-- Written task --
Which lines of the listing below contain the word "slope"? Copy each of them in full.

-- Dataset rows --
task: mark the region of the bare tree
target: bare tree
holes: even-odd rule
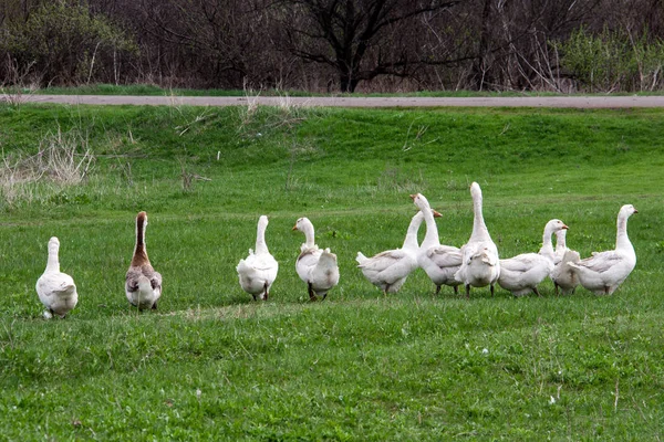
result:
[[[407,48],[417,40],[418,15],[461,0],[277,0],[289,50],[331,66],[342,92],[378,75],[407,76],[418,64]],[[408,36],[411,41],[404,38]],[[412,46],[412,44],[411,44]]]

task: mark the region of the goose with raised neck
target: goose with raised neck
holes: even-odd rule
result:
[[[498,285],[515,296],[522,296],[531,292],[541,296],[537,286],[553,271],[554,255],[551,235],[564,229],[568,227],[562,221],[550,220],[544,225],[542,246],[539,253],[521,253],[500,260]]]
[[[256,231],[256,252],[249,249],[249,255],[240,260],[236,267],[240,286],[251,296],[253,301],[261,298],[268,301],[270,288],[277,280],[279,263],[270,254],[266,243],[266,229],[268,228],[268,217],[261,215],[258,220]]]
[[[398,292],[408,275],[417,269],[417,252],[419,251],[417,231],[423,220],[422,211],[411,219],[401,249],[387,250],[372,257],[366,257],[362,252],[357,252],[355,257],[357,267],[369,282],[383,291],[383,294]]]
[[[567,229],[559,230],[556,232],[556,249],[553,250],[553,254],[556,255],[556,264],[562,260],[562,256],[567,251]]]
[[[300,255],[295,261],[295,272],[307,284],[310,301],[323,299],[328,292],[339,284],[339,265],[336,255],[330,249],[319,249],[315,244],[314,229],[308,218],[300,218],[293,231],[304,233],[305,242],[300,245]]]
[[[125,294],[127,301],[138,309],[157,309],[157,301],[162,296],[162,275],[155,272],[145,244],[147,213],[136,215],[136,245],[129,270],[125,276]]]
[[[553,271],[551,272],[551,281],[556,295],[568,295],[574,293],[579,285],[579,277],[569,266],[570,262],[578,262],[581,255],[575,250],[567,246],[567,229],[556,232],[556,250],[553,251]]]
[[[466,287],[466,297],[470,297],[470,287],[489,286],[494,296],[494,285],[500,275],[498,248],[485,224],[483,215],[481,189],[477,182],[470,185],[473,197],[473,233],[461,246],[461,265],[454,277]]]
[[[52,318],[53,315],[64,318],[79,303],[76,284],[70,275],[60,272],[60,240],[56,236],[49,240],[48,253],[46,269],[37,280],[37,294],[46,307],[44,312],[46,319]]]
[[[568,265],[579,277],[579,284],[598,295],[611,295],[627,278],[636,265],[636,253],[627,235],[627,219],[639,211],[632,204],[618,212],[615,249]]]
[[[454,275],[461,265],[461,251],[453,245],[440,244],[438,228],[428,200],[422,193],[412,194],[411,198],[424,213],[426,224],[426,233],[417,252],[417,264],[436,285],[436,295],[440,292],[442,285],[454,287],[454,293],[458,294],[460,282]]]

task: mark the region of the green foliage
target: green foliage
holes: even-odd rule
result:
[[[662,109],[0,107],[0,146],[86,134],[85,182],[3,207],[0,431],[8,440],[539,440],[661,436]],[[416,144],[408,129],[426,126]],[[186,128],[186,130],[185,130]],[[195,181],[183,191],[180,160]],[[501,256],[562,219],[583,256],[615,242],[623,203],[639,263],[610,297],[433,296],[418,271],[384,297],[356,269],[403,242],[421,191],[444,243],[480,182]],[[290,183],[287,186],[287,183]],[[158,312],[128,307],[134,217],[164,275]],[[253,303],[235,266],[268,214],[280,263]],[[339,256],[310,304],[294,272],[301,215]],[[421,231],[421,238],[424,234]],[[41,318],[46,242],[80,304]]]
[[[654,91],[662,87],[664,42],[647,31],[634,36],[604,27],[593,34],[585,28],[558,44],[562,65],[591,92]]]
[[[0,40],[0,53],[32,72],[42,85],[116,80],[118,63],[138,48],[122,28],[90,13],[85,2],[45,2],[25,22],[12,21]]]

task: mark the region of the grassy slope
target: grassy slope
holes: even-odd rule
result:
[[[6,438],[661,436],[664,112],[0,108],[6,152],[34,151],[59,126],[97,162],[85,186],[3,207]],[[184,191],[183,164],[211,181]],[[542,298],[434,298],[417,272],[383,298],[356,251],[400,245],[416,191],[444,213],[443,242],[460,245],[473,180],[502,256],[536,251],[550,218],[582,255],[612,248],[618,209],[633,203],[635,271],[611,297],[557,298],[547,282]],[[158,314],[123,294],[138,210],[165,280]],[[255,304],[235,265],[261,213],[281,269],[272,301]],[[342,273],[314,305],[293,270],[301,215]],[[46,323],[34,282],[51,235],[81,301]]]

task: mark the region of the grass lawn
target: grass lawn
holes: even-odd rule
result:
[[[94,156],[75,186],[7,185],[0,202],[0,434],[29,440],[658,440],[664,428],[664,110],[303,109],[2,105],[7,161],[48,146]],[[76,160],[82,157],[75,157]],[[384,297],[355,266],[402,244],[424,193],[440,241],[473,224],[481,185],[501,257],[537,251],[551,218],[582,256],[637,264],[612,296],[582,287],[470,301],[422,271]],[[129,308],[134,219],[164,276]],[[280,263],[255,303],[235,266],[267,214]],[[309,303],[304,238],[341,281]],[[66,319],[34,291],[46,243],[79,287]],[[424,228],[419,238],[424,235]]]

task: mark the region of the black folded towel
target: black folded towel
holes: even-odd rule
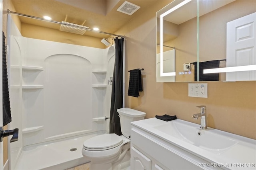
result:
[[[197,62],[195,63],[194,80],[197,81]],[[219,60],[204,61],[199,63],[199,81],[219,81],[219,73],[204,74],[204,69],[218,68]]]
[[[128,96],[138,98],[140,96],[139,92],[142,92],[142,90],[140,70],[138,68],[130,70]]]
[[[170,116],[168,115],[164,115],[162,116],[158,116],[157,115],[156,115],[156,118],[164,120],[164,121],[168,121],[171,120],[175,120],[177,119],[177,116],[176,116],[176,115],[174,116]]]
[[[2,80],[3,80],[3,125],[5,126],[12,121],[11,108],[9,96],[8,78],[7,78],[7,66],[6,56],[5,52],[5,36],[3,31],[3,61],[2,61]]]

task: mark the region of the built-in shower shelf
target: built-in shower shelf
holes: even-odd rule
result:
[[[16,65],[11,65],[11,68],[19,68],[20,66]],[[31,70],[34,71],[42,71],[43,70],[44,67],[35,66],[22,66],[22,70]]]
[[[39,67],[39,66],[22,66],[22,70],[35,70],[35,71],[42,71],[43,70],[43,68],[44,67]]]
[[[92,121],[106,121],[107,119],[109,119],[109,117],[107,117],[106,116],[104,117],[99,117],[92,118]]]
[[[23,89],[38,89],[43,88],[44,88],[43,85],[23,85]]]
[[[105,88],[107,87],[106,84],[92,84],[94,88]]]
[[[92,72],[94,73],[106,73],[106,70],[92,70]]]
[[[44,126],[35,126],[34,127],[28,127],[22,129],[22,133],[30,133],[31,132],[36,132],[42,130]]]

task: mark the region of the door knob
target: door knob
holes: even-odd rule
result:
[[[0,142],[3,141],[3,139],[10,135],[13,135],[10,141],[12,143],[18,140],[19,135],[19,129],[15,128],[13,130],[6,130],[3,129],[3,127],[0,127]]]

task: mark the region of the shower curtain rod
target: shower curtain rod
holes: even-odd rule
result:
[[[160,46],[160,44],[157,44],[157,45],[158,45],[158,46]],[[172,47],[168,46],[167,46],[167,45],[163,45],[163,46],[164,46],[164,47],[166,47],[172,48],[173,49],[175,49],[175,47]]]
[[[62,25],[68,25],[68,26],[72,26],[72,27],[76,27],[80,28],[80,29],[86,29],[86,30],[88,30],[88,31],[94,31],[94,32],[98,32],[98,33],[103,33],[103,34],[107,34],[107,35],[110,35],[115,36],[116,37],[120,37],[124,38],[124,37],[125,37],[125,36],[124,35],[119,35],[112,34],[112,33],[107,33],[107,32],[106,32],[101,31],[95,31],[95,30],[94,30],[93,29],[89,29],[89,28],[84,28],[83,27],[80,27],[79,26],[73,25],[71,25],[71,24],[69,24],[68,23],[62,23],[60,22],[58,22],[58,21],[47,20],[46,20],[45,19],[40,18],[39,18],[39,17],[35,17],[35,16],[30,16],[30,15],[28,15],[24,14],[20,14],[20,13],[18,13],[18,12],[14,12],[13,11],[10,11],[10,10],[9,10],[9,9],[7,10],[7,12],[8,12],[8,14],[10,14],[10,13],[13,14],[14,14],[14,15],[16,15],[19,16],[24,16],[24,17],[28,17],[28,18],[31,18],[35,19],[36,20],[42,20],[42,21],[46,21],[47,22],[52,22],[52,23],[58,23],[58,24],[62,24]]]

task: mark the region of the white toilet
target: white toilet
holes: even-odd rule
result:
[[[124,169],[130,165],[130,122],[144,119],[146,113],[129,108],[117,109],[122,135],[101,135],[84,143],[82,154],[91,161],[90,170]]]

-- Final result --
task: mark the region of the grassy slope
target: grassy slope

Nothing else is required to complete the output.